## To do
(a) Please rewrite the Chesterton School passage starting with "The school served" and going on through "in comprehensives much!", with "Farnsworth Hall" replaced by "Newton Hall".
(b) In the Chesterton School passage, on which road were the big gates that all the pupils had to use to enter and leave?

## Excerpted text

- - - -

By the time I was 11, I knew I was gay and I knew it was something I had to leave until I was older. There was nobody I could talk to. I sort of put it on a shelf, I suppose, I put it on a shelf and left it there to deal with later.
Things got really difficult when I started at Chesterton School. I hated that school. It was snobby but rough at the same time. It always listed its address as "Chesterton School, Gilbert Road," but the big gates were in Bateson Road and all the pupils had to enter and leave that way. No offending the neighbours in Gilbert Road. Even a girl who lived in Gilbert Road had to leave the school by the Bateson Road entrance and make her way round... it was pathetic!
The teachers said that the Gilbert Road entrance was for cars, but there was plenty of space and they had no trouble with adults coming in and out that way.
The school served part of Arbury Estate and the Darwin Drive area, but also lots of upmarket bits like the De Freville Estate and it fancied itself a bit. One of the assembly halls was called the "Farnsworth Hall". You didn't get that sort of thing in comprehensives much!

- - - -

[Records from a data collection]

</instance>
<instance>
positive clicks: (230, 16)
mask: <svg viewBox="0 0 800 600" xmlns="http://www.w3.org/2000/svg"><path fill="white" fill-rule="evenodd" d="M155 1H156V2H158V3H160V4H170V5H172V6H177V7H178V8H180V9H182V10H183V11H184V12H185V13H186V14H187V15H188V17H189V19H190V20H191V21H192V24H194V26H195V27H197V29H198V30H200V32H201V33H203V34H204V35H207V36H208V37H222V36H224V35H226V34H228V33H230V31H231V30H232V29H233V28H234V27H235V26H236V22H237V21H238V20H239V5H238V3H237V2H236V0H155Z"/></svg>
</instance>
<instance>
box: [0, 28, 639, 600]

- - - -

## Exercise results
(a)
The school served part of Arbury Estate and the Darwin Drive area, but also lots of upmarket bits like the De Freville Estate and it fancied itself a bit. One of the assembly halls was called the "Newton Hall". You didn't get that sort of thing in comprehensives much!

(b) Bateson Road